▸ **Work to be completed**:
List each line in the data below that contains the word "rock".

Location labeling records
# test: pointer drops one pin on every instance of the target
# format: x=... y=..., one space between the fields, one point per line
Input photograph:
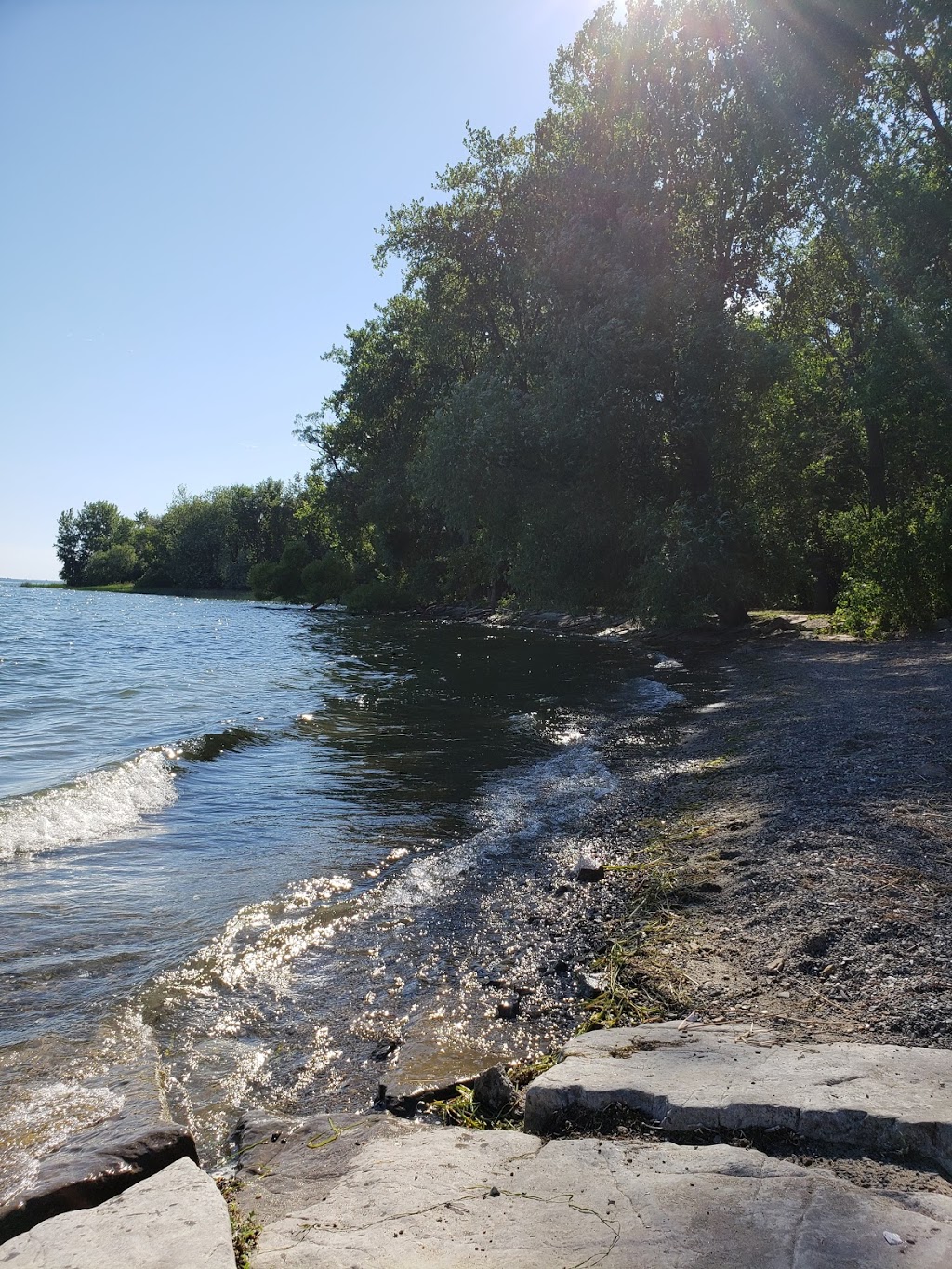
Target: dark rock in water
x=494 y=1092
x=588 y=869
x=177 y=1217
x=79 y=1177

...

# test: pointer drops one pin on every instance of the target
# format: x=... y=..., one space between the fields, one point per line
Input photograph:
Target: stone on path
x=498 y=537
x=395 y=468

==

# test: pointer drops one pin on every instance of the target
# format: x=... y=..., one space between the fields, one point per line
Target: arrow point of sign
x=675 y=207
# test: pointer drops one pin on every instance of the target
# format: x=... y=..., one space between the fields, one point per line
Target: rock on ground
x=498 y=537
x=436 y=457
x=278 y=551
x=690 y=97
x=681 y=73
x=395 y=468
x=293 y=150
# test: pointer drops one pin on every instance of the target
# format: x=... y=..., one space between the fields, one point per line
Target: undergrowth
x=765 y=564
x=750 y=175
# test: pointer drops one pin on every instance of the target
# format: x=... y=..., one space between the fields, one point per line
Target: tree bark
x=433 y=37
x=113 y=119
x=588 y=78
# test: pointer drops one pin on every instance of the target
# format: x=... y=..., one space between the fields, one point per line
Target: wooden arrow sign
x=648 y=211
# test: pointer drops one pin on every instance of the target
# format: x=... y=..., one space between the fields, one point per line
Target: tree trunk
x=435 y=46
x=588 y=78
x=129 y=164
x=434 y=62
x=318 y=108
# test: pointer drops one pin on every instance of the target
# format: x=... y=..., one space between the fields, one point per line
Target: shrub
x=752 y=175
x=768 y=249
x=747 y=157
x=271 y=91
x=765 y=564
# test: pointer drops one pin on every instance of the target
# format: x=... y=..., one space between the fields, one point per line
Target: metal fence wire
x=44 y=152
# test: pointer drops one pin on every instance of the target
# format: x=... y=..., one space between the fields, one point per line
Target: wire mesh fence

▸ **Answer for the task**:
Target: dark rock in water
Target: rock on ground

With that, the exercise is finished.